Handhygiëne wordt wereldwijd gezien als een van de belangrijkste preventieve maatregelen in het voorkomen en bestrijden van infectieziekten. Hierbij is het van belang om handhygiëne op de juiste wijze uit te voeren om zo een (kruis)besmetting te voorkomen. Deze module beschrijft hoe de techniek van handhygiëne in de drie zorgdomeinen toegepast dient te worden. Naleving hiervan draagt bij aan kwalitatieve en veilige zorg.
Voor het beantwoorden van deze uitgangsvraag is er allereerst voor gekozen om gebruik te maken van de beschikbare WHO-richtlijn (1) en de Cochrane review (2). Aanvullend heeft de werkgroep besloten om een systematische literatuurzoekopdracht te verrichten met de volgende onderzoeksvraag:
Is er een alternatief voor de aanbevolen handhygiënemethode in zes stappen zoals opgesteld door de WHO?
P: | Medewerkers of gezonde vrijwilligers met patiëntgebonden werkzaamheden of werkzaamheden (aan materialen) in de omgeving van de patiënt |
I: | WHO-handhygiënemethode met zes stappen |
C: | Andere methode van handhygiëne |
O: | Verminderde overdracht en infecties zorginstellingen, microbiële belasting op handen |
Op 18 februari 2022 is in de databases Pubmed en Embase gezocht naar wetenschappelijke literatuur. De zoekactie is uitgevoerd in combinatie met zoektermen voor handhygiëne in relatie tot huidverzorging uit Module 1.3 en huidbeschadigingen uit Module 1.4.
Studies werden geselecteerd op grond van de volgende selectiecriteria:
- Het gaat om een systematische review of vergelijkend onderzoek zoals een (gerandomiseerd) gecontroleerd onderzoek of observationeel onderzoek.
- De patiëntengroep bestaat uit mensen die werken in de gezondheidszorg.
- De interventie bestaat uit het uitvoeren van de WHO-handhygiënemethode.
- De controle-interventie bestaat uit een andere methode van handhygiëne.
- De uitkomst richt zich op verminderde overdracht en infecties in zorginstellingen en microbiële belasting op de hand.
In eerste instantie zijn de titel en abstract van de referenties beoordeeld. Hiervan werden vier referenties geïncludeerd voor de beoordeling op basis van het volledige artikel. Na de beoordeling van de volledige tekst is één systematische review definitief geïncludeerd voor de literatuuranalyse (zie Samenvatting literatuur).
Onderstaand is een beschrijving gegeven van de geïncludeerde studie die betrekking heeft op de vraag: ‘Is er een alternatief voor de aanbevolen zes-stappen-handhygiënemethode zoals opgesteld door de WHO?’
Beschrijving van de studie
De zoekactie identificeerde één systematische review die van toepassing is op de onderzoeksvraag.

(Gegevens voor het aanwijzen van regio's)
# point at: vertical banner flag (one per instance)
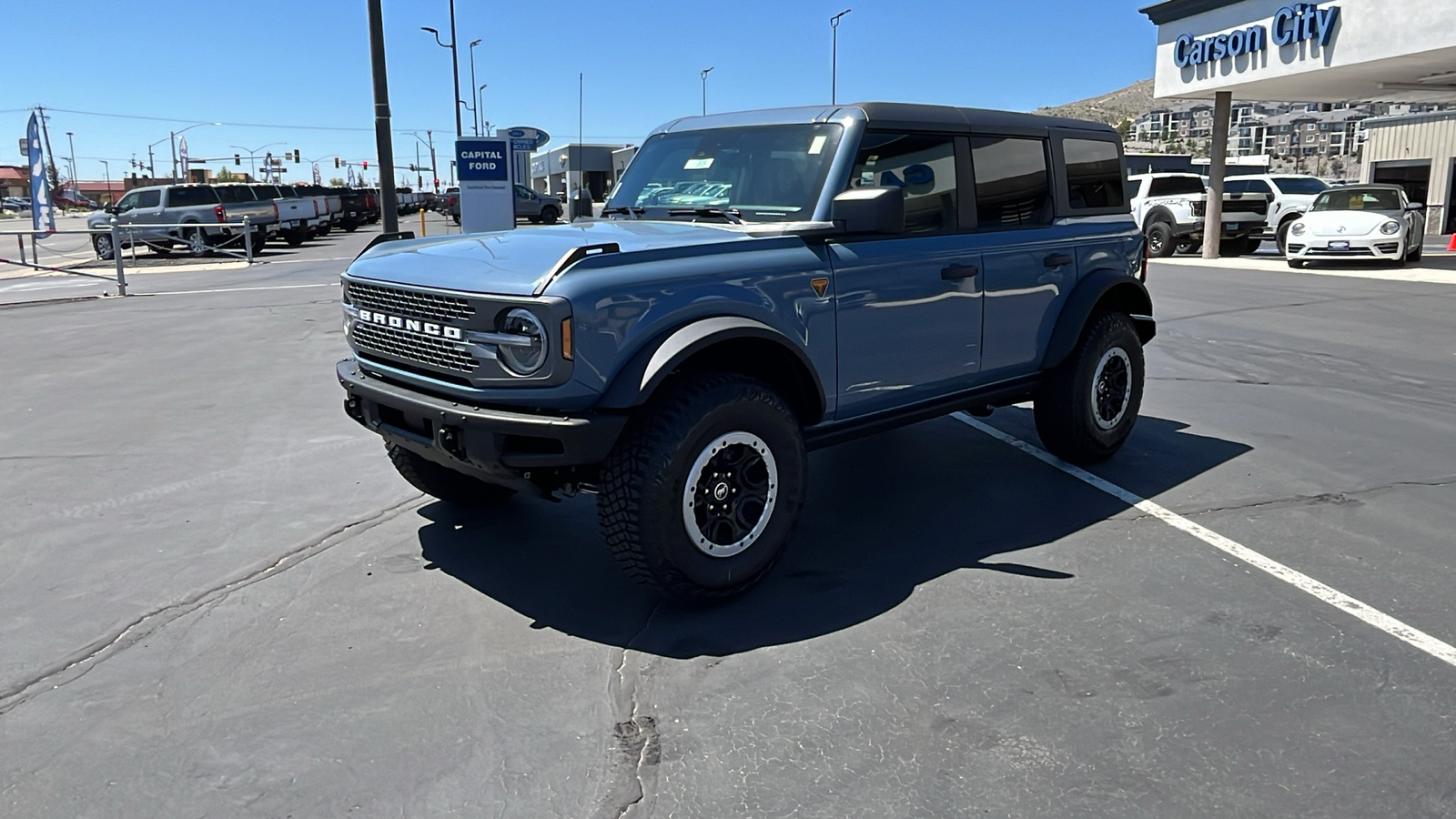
(41, 208)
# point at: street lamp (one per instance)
(477, 108)
(455, 65)
(834, 72)
(703, 76)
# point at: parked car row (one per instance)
(196, 219)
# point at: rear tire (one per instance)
(443, 482)
(1088, 404)
(1161, 241)
(703, 491)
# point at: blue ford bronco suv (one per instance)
(759, 285)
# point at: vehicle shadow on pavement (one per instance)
(885, 515)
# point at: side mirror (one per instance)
(870, 210)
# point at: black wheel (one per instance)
(194, 242)
(705, 486)
(1088, 404)
(1161, 241)
(443, 482)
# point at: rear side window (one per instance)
(1012, 188)
(187, 197)
(1094, 174)
(924, 165)
(232, 194)
(1176, 187)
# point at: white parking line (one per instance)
(1336, 598)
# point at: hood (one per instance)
(1346, 222)
(517, 263)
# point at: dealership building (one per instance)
(1334, 53)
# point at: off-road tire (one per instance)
(1067, 417)
(644, 484)
(1161, 242)
(443, 482)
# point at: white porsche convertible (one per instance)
(1359, 223)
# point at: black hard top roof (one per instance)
(951, 118)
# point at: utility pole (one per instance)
(389, 200)
(834, 70)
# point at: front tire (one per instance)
(703, 489)
(443, 482)
(1161, 241)
(1088, 404)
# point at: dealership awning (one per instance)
(1278, 50)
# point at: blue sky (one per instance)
(298, 72)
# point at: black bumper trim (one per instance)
(492, 443)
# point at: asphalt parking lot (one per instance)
(217, 598)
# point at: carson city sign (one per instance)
(1292, 24)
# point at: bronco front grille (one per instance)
(420, 349)
(408, 302)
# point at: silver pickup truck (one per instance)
(146, 216)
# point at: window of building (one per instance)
(924, 165)
(1011, 181)
(1094, 174)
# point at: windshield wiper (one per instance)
(732, 216)
(625, 210)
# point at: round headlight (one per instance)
(523, 359)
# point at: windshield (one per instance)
(1359, 198)
(1300, 186)
(764, 172)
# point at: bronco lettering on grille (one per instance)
(412, 325)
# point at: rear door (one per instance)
(1030, 263)
(909, 307)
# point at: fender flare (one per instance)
(1126, 292)
(650, 366)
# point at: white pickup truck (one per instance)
(1171, 207)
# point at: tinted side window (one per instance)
(1011, 181)
(1094, 174)
(187, 197)
(924, 165)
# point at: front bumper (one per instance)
(499, 446)
(1346, 248)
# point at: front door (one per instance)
(909, 307)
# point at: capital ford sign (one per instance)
(412, 325)
(1292, 25)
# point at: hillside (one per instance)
(1111, 108)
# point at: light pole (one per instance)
(475, 111)
(252, 167)
(174, 137)
(455, 65)
(834, 70)
(76, 184)
(703, 76)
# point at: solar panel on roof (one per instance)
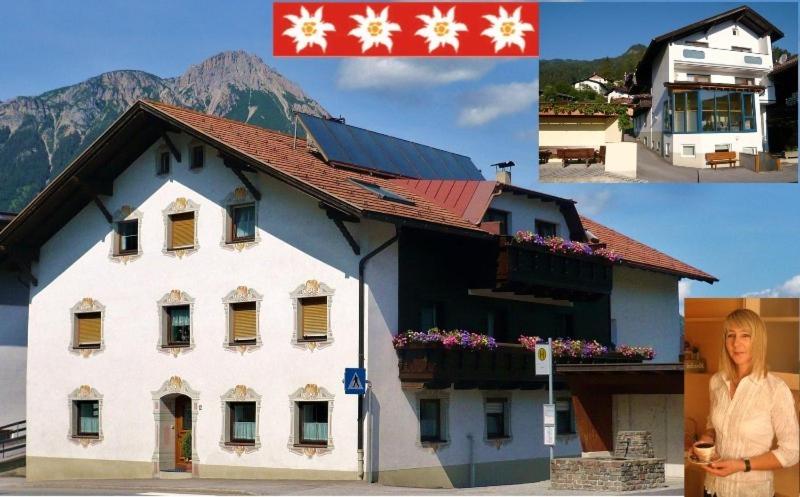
(359, 147)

» Opdrachten
a - Neem een stuk uit de tekst over handhygiëne letterlijk over, beginnend bij "- De controle-interventie" en eindigend bij "(zie Samenvatting literatuur).".
b - Op welke datum is volgens de tekst over handhygiëne in Pubmed en Embase naar wetenschappelijke literatuur gezocht?
c - Schrijf de tekst over handhygiëne verder, te beginnen na de laatste zin.

» Antwoorden
a -
- De controle-interventie bestaat uit een andere methode van handhygiëne.
- De uitkomst richt zich op verminderde overdracht en infecties in zorginstellingen en microbiële belasting op de hand.
In eerste instantie zijn de titel en abstract van de referenties beoordeeld. Hiervan werden vier referenties geïncludeerd voor de beoordeling op basis van het volledige artikel. Na de beoordeling van de volledige tekst is één systematische review definitief geïncludeerd voor de literatuuranalyse (zie Samenvatting literatuur).

b - Op 18 februari 2022.

c -
Price et al. (3) onderzochten, in opdracht van de WHO, de effectiviteit van de WHO-zes-stappen-handhygiënetechniek bij het verminderen van microbiële belasting op handen en het bedekken van handoppervlakken en vergeleken de effectiviteit met andere technieken. Hiervoor includeerden zij studies onder gezondheidsmedewerkers, waarbij microbiële belasting een uitkomstmaat was. De onderzoekers vonden negen studies met in totaal 1495 deelnemers die geschikt waren voor inclusie. Zie de tabel met geïncludeerde studies voor een volledig overzicht.
Bij het doorlopen van de titels en samenvattingen van de referenties werd door de werkgroep één zeer recente systematische review gevonden die van toepassing is voor de uitgangsvraag.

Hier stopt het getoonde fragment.